**Material for this task:**

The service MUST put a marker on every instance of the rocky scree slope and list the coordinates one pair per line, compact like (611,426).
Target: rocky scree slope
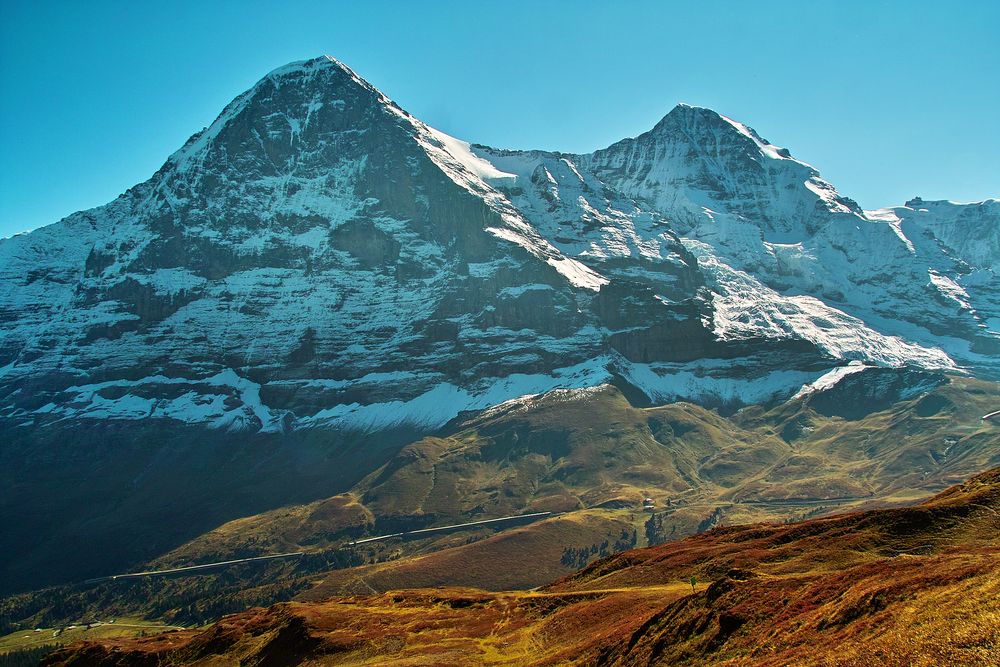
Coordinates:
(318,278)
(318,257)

* * *

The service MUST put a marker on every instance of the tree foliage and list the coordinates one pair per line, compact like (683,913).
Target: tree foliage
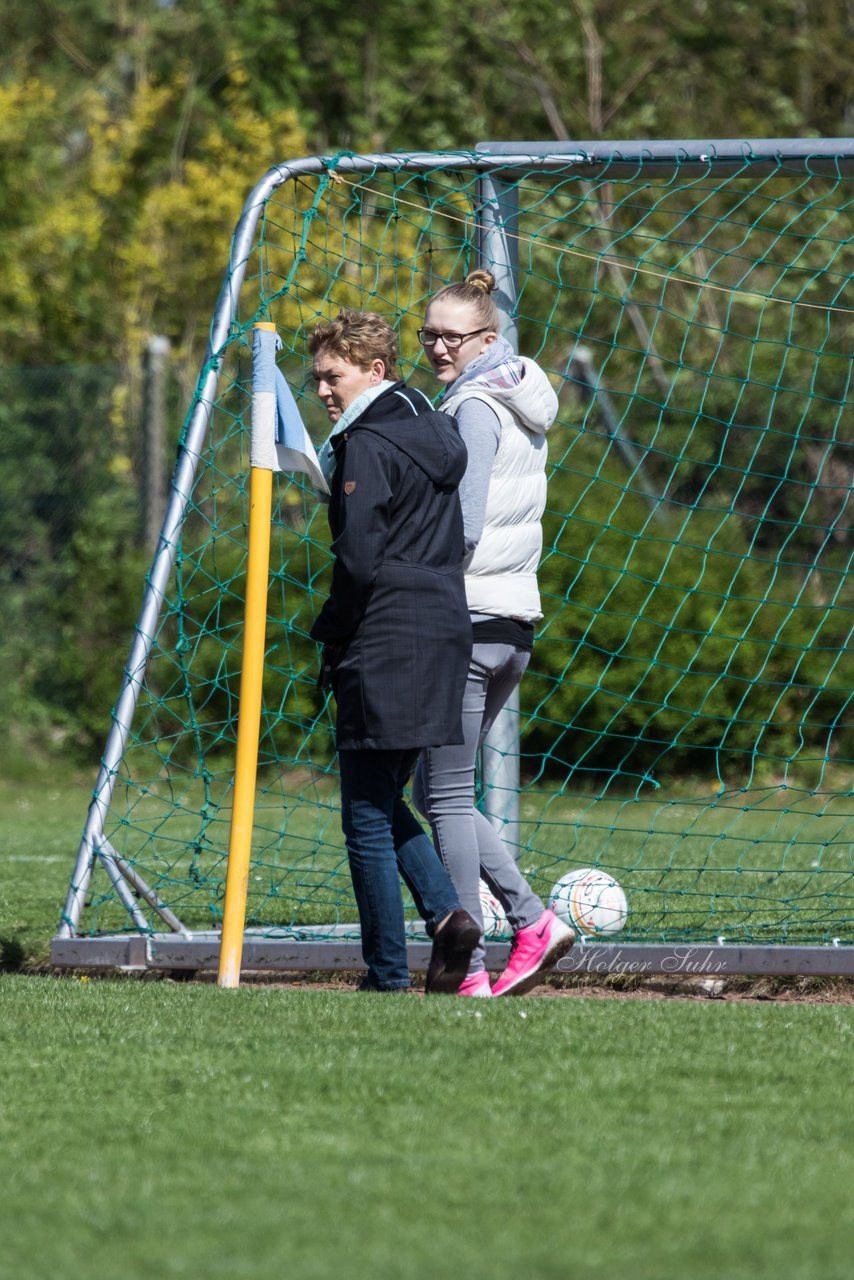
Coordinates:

--

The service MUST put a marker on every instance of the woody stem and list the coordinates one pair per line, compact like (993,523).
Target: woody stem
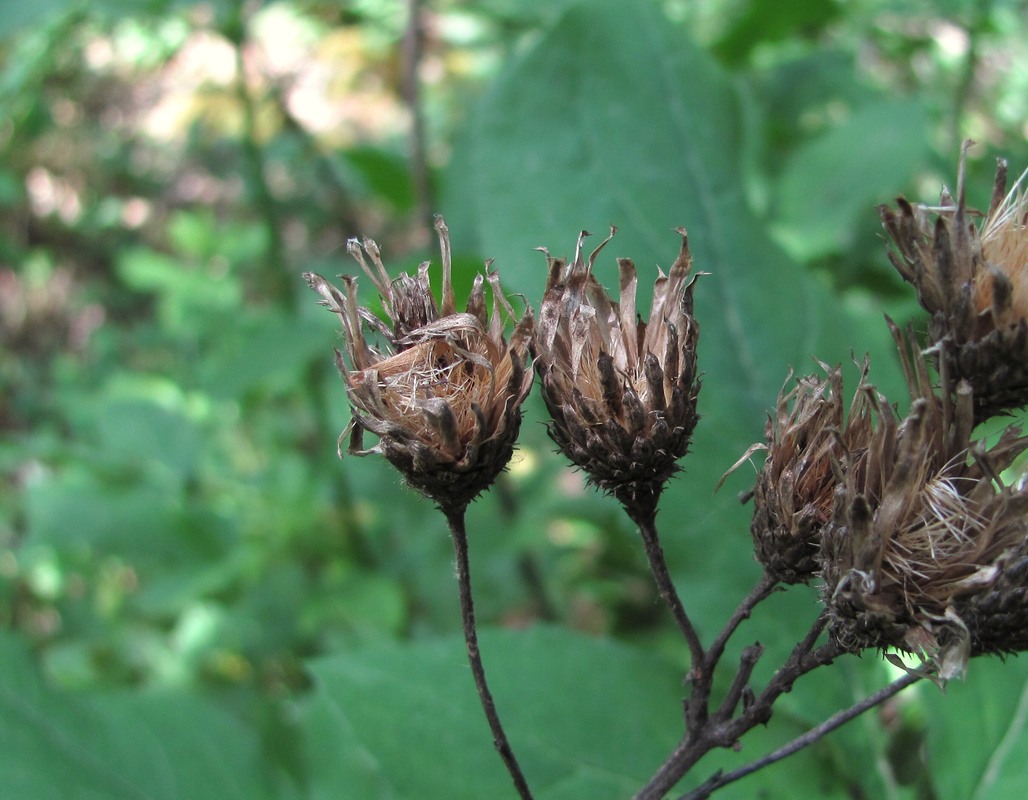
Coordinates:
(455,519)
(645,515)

**Problem description:** Go through the listing above and list every line that has the word "rocky".

**Result of this task:**
The service MUST put a marker on every instance of the rocky scree slope and list the coordinates one pair per line, compact like (611,426).
Target: rocky scree slope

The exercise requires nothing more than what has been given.